Exercise:
Find each line in the material below that contains the string "polo" and copy it out. Matching is case-sensitive.

The records:

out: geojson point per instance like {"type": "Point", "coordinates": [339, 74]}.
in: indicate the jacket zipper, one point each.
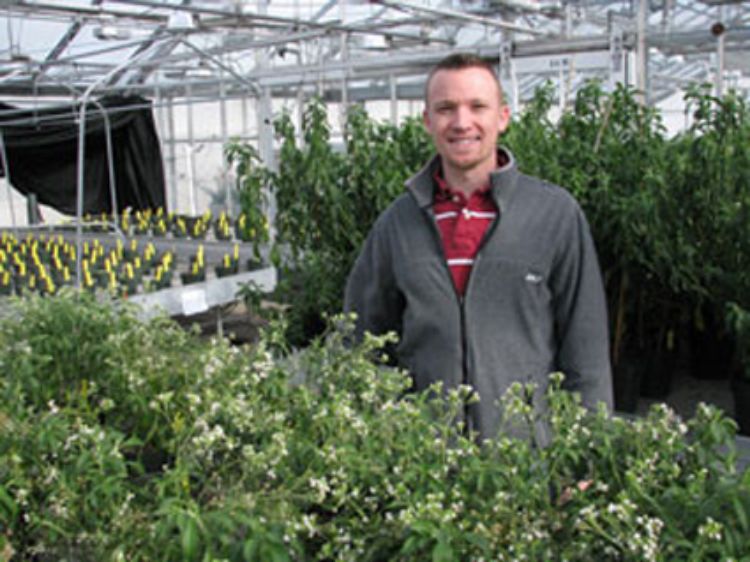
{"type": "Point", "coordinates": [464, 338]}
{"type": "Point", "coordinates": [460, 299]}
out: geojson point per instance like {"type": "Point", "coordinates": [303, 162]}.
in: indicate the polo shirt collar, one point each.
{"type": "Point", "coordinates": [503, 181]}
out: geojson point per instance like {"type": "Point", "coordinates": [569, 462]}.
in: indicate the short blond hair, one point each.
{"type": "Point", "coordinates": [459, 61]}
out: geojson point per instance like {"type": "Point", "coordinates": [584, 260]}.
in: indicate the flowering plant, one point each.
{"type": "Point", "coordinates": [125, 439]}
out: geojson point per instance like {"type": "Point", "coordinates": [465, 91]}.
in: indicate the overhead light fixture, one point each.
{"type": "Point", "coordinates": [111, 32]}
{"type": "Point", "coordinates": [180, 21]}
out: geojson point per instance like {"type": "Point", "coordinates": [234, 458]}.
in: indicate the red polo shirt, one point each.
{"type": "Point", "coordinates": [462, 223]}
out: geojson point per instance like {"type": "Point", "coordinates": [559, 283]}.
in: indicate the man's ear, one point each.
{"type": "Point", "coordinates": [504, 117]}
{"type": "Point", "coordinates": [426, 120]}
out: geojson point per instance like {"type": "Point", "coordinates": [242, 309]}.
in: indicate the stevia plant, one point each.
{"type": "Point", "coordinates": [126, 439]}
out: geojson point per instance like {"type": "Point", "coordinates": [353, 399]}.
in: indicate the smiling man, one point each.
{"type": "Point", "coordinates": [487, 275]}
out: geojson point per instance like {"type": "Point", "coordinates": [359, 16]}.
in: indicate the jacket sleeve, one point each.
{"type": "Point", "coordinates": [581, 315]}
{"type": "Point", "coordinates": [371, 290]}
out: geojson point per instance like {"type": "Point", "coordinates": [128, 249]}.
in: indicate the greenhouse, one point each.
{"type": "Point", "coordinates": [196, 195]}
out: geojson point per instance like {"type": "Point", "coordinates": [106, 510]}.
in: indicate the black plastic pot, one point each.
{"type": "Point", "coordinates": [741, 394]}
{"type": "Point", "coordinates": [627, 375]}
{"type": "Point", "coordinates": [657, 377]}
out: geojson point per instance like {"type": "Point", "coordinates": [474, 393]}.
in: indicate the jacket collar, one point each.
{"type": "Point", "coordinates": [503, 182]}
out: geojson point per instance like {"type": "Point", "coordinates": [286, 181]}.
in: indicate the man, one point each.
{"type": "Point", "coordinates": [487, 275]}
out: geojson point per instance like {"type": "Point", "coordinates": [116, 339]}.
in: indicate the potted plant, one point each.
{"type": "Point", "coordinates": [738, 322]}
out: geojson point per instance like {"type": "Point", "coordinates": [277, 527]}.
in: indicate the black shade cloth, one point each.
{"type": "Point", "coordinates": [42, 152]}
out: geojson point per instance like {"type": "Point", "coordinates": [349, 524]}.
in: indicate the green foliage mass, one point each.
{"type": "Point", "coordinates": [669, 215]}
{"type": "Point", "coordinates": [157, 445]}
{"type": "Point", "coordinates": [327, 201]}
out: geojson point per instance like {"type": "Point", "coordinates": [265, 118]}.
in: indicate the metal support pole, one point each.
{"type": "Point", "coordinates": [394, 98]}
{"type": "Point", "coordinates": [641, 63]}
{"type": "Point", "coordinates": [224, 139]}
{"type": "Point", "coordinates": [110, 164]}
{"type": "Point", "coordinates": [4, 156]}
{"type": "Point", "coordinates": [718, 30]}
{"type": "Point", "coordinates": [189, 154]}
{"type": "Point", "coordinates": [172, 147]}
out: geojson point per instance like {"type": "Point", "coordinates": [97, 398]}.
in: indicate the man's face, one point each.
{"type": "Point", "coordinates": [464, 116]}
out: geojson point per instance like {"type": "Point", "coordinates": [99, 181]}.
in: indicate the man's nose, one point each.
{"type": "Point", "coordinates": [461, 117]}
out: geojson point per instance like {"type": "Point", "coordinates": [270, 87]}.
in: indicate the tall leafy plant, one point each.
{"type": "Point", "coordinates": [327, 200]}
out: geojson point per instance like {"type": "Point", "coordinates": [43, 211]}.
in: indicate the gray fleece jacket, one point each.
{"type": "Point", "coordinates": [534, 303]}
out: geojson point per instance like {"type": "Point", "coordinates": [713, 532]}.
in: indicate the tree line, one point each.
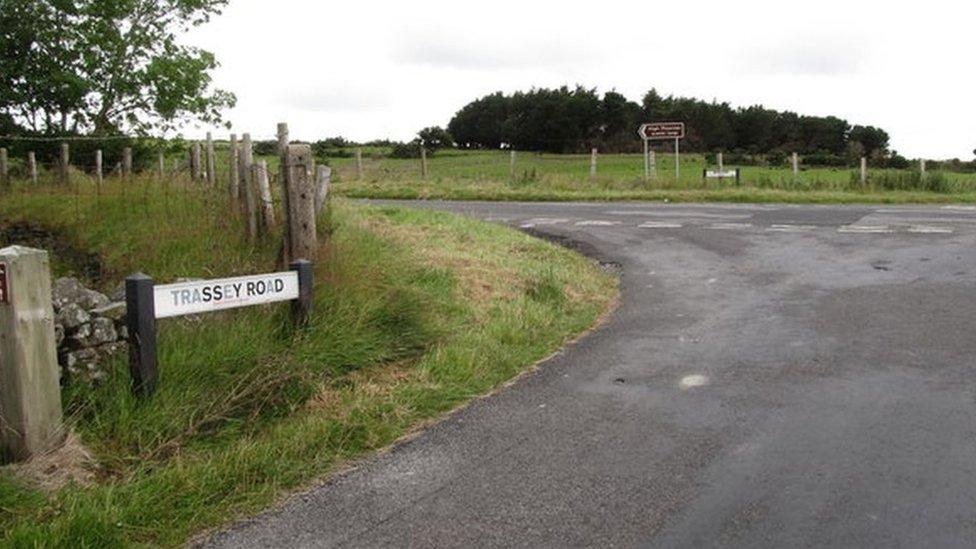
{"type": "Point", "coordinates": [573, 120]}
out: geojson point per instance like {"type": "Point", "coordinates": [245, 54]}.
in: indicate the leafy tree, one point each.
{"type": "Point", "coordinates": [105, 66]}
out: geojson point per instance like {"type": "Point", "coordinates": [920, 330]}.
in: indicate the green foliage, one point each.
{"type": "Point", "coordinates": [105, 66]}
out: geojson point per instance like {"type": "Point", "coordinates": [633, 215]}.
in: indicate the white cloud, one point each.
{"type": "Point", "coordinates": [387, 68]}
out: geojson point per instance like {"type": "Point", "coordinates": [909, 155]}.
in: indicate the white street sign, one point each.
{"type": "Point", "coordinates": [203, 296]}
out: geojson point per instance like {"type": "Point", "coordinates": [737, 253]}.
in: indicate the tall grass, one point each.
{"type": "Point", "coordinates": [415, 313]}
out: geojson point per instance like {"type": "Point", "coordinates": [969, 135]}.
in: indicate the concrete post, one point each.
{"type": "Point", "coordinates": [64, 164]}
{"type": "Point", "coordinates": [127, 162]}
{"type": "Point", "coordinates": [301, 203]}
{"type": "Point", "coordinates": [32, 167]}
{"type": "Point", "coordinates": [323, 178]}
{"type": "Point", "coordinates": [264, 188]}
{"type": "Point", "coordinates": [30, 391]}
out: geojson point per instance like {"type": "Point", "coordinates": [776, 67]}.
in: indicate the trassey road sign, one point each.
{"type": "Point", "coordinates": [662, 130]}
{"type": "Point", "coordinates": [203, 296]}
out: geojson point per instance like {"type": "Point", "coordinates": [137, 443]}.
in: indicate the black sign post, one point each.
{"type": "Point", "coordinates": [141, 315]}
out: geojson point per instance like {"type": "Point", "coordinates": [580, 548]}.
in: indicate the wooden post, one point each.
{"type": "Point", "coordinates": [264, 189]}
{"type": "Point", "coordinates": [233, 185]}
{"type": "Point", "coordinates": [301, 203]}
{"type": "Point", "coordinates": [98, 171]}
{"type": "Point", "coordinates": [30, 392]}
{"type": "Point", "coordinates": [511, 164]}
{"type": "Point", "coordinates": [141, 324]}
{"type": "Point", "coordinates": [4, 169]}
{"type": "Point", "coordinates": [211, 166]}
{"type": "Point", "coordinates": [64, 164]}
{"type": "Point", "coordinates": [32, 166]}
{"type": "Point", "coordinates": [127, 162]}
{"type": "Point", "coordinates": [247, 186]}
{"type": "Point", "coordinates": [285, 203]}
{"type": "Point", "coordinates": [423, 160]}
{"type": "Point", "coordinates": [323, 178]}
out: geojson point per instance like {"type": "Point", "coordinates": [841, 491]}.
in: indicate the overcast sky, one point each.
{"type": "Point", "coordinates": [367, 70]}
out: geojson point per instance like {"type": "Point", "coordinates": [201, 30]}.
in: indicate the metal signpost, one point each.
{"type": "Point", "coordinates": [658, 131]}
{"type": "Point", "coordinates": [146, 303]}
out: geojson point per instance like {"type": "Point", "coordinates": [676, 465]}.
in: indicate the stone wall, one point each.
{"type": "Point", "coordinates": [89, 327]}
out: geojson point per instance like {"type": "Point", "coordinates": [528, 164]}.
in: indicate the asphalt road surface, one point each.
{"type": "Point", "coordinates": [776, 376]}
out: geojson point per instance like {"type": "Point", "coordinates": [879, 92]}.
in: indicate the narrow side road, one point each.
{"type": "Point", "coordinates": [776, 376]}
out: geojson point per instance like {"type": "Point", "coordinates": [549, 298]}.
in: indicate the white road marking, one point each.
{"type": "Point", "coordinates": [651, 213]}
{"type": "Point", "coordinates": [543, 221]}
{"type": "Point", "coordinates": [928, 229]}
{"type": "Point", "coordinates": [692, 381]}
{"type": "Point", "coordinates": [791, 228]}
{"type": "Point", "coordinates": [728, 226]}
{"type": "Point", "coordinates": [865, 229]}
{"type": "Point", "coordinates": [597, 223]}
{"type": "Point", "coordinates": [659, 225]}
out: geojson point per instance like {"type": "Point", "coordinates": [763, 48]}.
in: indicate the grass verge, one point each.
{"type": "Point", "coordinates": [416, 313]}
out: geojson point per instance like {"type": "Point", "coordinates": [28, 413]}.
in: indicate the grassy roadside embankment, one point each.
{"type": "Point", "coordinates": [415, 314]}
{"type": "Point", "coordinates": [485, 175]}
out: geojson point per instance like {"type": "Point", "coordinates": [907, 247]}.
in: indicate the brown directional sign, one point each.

Complete response:
in: indicate the polo shirt collar, one point each.
in: indicate the red polo shirt, one point each.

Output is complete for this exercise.